■ PROMPT: Retyping the records exactly, down to the last line, is the whole job.

Saved data entries:
[Start of section]

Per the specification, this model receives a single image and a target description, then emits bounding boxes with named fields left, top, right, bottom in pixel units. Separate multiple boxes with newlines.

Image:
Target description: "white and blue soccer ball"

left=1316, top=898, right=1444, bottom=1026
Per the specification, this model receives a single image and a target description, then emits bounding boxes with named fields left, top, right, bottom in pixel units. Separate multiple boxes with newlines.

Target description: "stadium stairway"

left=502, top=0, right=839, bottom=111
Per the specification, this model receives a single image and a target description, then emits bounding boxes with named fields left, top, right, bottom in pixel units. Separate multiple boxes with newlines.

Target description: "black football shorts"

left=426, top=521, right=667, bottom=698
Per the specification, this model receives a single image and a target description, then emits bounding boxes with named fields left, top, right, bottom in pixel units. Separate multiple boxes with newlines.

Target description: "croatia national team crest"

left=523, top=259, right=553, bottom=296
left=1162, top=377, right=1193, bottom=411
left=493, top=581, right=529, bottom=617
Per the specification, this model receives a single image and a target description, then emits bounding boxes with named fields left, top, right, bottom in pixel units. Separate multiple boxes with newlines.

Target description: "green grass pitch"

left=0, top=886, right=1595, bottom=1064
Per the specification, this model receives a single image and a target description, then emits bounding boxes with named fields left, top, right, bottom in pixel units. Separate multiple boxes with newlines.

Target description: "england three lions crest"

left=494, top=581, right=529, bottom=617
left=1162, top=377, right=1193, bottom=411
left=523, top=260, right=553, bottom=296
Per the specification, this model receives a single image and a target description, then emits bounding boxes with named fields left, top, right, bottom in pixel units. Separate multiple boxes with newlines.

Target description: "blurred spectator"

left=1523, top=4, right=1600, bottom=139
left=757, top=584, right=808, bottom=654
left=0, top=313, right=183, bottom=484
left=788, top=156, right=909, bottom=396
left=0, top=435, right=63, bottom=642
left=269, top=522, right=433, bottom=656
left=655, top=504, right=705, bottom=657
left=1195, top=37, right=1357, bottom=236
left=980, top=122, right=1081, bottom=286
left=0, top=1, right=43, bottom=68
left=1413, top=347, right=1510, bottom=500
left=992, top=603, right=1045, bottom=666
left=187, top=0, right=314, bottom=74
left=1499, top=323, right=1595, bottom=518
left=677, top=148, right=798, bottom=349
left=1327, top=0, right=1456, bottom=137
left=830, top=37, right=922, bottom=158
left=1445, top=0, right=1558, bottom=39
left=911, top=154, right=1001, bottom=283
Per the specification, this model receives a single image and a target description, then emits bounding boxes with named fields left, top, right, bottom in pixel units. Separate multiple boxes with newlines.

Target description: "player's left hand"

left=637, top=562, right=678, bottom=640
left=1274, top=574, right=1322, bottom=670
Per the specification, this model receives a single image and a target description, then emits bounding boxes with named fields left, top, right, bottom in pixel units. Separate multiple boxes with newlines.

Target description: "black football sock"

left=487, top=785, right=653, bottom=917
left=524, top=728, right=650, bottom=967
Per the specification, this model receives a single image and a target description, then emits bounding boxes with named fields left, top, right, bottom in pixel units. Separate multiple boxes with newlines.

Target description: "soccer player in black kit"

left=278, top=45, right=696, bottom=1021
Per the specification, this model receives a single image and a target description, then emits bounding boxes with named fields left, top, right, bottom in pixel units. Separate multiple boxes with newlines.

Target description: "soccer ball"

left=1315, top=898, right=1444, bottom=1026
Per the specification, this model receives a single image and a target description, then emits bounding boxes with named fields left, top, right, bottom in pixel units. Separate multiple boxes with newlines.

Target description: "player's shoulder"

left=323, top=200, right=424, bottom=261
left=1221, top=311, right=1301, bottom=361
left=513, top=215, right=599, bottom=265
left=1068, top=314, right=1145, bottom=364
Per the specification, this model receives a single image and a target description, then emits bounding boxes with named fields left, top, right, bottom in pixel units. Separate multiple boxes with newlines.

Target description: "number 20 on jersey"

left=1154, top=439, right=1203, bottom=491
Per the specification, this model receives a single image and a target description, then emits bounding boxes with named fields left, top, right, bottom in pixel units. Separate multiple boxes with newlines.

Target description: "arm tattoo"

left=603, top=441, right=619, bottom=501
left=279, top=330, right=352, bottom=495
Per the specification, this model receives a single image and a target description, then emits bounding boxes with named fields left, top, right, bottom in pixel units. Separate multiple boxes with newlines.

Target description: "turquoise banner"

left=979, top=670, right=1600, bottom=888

[End of section]

■ REPLY:
Per the specification, this model receives a single image and a target description, then emits bounding boxes with named fields left, top, right, bottom in pixel units. Separate multiple boxes with newlines.

Image:
Target description: "white and blue soccer ball"

left=1316, top=898, right=1444, bottom=1026
Per the specification, this model receives a single image and a target description, then emits bounding boxes with named fields left, top, right, bottom in pixel units. Separate multiple boxes with newlines.

Target description: "stadium stairway"

left=502, top=0, right=839, bottom=111
Per the specification, this model receives a single image and a target description, then emits bounding boxes with named fields left, top, right, bottom in pixel units. Separate multiple boxes with newlines.

Target description: "black football shorts"

left=426, top=521, right=667, bottom=698
Per the specification, this model receives a single image and a target description, then emits bounding boxes with named fields left, top, right, bottom in pixel units. Separate multiple boxes with newlines.

Target description: "croatia national team crest"

left=523, top=259, right=553, bottom=296
left=1162, top=377, right=1193, bottom=411
left=493, top=581, right=529, bottom=617
Per the specification, this model receives a single image and a target description, then emits bounding boxes with named fields left, top, right, bottom in pixel units. Separate multiple boxes with newlines.

Target description: "green grass pitch"

left=0, top=886, right=1595, bottom=1064
Per the specification, this model receives a single image and a target description, then emits bounding boxes with named fields left, top, right, bottom in pixel units. Separate multiple boxes with newlines.

Target description: "england three lions crest"

left=494, top=581, right=529, bottom=617
left=1162, top=377, right=1193, bottom=411
left=523, top=260, right=553, bottom=296
Per the specification, this model receives a single image and a target description, then emits bounding boxes with named fields left, top, right, bottom in pixel units. Separate multiple boxes with newlines.

Target description: "blurred spectator"

left=1523, top=4, right=1600, bottom=139
left=757, top=584, right=808, bottom=654
left=0, top=313, right=183, bottom=484
left=788, top=156, right=909, bottom=396
left=0, top=435, right=63, bottom=642
left=269, top=522, right=433, bottom=656
left=655, top=504, right=705, bottom=657
left=1195, top=37, right=1357, bottom=236
left=980, top=122, right=1081, bottom=286
left=0, top=1, right=43, bottom=68
left=1413, top=347, right=1510, bottom=500
left=992, top=603, right=1045, bottom=666
left=187, top=0, right=314, bottom=74
left=1499, top=323, right=1595, bottom=518
left=677, top=148, right=798, bottom=349
left=1327, top=0, right=1456, bottom=137
left=830, top=37, right=922, bottom=158
left=1445, top=0, right=1558, bottom=39
left=911, top=154, right=1001, bottom=283
Per the specification, this model receives a single image and a target description, then emits bounding boxes with named fields left, top, right, bottom in pixel units. Separate multiple boxes with newlines.

Target description: "player's left hand"

left=637, top=562, right=678, bottom=640
left=1274, top=574, right=1322, bottom=670
Per the specification, this model receives a single image and a target description, then emits bounding boxes with named fields left, top, right, bottom in pixel units. Separate multiple boxes with newlines.

Target description: "black football sock"

left=487, top=785, right=653, bottom=917
left=524, top=728, right=650, bottom=967
Per the specification, this model receives a single image and a target description, then emits bounding boxes with named fields left, top, right, bottom in pixel units. Separate multiple boxes with newlines.

Target description: "soccer player in black kit"

left=278, top=45, right=696, bottom=1021
Per the specification, this model receives a single image and a target description, then emits bounding boxes with named fields left, top, right, bottom in pixel units. Separate multiple boxes with newlines.

Target description: "soccer ball"

left=1315, top=898, right=1444, bottom=1026
Per the specification, this model receives a single image and a target description, then emits bounding boxes with named fields left, top, right, bottom in pixel units. Separate multiple boxes with newlines.

Target description: "player's shoulder"

left=323, top=200, right=424, bottom=261
left=1221, top=311, right=1301, bottom=361
left=513, top=215, right=599, bottom=265
left=1068, top=314, right=1145, bottom=364
Per the specification, this model receives a single image and a target description, then emits bounding boxes with named fields left, top, right, bottom in pixel units. Separate multiple boxes with newlines.

Target description: "number 20 on jersey"

left=1154, top=439, right=1203, bottom=491
Per the specification, this model receives a single image and a target description, then emits bounding boxes with named fields left, top, right, bottom in pixel units. Separate multiple boxes with newlines.

Target description: "arm tattoo"

left=603, top=441, right=619, bottom=501
left=279, top=330, right=352, bottom=495
Per the specification, this model receives a single image and a target description, then emits bounding boxes with named fields left, top, right, bottom in pixel units. Separate multiple boxes with newlines.

Target description: "turquoise banner"

left=979, top=670, right=1600, bottom=888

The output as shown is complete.